------ Quoted passage ------

But there is more to the production of fossil hydrocarbon reserves than just the burial of particular organisms and their progressive conversion into kerogens and petroleum. Certain sedimentation processes are needed to lay down the porous rocks that will become reservoirs. Later, these rocks must be overlaid with fine-grained rock with low permeability (sealer rocks). Finally, certain tectonic forces cause appropriate caps under which fossil hydrocarbons can collect.
Long years of specific sedimentary and tectonic processes are required to produce appropriate reservoir structures for collecting and storing fossil fuels. And yet too much time will lead to the destruction of the reservoirs. Additional tectonic and erosion processes eventually cause the reservoirs to leak.
If too much time had transpired before humans came on the scene the fossil hydrocarbon reservoirs would have emptied, and the resources with which human beings were able to launch an industrial and scientific revolution would have been missing or insufficient.

------ Given records ------

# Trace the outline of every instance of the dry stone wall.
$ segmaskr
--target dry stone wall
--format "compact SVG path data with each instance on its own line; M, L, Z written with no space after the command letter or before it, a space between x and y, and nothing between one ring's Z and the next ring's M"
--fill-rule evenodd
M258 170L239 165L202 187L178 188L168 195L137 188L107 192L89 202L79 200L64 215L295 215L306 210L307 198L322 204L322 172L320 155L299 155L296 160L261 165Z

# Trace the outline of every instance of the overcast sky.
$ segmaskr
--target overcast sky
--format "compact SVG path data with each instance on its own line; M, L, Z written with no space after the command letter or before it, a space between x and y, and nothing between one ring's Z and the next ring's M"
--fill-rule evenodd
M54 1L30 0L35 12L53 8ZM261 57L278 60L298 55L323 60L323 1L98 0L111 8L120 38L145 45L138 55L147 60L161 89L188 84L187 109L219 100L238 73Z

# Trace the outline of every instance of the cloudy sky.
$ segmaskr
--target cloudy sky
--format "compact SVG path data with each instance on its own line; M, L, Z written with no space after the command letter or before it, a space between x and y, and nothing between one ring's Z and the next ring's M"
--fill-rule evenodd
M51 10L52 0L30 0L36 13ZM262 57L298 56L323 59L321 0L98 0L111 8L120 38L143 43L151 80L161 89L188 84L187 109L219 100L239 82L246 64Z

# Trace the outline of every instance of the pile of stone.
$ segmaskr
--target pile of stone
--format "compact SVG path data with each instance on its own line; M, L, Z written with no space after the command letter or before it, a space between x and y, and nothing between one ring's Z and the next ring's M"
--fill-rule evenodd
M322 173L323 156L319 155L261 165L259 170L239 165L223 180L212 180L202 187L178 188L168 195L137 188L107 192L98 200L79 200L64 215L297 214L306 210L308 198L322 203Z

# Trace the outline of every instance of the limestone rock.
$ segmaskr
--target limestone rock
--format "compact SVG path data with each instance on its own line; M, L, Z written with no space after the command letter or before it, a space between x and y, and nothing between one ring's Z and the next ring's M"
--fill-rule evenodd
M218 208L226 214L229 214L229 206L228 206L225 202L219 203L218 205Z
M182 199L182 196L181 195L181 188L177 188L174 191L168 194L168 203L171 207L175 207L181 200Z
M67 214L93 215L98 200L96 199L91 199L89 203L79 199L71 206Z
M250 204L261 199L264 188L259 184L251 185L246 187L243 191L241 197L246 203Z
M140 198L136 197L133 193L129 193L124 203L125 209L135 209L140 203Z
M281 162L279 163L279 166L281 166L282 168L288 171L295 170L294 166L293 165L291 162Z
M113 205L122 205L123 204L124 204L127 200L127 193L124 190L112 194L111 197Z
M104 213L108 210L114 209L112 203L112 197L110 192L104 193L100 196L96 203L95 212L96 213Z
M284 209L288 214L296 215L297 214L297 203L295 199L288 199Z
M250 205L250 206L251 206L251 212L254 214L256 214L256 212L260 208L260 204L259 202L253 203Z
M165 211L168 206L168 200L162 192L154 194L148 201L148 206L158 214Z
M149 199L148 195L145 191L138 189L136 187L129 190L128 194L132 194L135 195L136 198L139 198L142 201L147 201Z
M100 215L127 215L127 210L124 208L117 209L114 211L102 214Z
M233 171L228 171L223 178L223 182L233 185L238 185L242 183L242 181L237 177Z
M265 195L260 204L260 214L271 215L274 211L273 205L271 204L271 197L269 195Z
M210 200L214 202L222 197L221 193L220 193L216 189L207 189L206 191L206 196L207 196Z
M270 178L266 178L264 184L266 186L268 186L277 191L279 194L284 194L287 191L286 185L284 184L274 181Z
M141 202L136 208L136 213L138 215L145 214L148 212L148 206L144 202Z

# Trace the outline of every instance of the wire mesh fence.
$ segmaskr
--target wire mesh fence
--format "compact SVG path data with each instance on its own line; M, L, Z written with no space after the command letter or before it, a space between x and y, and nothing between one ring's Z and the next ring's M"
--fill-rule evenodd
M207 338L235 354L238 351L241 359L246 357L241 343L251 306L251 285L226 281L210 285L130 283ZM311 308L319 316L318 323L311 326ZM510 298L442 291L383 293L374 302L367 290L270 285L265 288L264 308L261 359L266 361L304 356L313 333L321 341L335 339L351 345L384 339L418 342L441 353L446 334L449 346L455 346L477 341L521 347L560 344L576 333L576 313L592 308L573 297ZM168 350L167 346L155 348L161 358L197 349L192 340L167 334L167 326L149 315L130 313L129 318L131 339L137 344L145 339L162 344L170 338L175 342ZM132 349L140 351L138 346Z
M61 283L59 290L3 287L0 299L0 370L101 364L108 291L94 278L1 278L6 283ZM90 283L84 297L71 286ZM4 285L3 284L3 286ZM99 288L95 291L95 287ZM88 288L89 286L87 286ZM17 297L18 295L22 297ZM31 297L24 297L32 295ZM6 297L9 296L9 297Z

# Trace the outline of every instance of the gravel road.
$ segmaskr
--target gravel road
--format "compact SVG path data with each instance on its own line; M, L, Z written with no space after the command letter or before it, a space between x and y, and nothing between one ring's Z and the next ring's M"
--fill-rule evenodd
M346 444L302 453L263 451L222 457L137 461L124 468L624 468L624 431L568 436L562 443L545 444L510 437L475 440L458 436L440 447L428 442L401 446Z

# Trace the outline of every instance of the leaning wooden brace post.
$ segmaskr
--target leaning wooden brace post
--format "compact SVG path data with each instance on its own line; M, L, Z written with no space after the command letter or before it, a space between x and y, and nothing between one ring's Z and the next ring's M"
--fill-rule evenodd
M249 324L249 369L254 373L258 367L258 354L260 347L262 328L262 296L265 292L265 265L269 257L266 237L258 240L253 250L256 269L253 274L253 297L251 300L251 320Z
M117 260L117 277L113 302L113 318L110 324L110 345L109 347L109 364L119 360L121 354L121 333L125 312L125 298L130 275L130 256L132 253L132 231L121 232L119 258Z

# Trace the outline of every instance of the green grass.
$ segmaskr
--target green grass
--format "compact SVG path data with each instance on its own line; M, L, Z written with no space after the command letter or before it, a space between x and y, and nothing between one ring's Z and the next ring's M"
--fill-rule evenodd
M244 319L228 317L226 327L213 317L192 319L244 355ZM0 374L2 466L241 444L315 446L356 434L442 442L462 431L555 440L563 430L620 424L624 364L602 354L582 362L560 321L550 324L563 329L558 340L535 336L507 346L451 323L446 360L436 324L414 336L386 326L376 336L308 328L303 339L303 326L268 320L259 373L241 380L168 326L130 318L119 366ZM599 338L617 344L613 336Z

------

> Work to complete
Transcribe the passage on fossil hydrocarbon reservoirs above, everything from "Long years of" down to "missing or insufficient.".

> Response
Long years of specific sedimentary and tectonic processes are required to produce appropriate reservoir structures for collecting and storing fossil fuels. And yet too much time will lead to the destruction of the reservoirs. Additional tectonic and erosion processes eventually cause the reservoirs to leak.
If too much time had transpired before humans came on the scene the fossil hydrocarbon reservoirs would have emptied, and the resources with which human beings were able to launch an industrial and scientific revolution would have been missing or insufficient.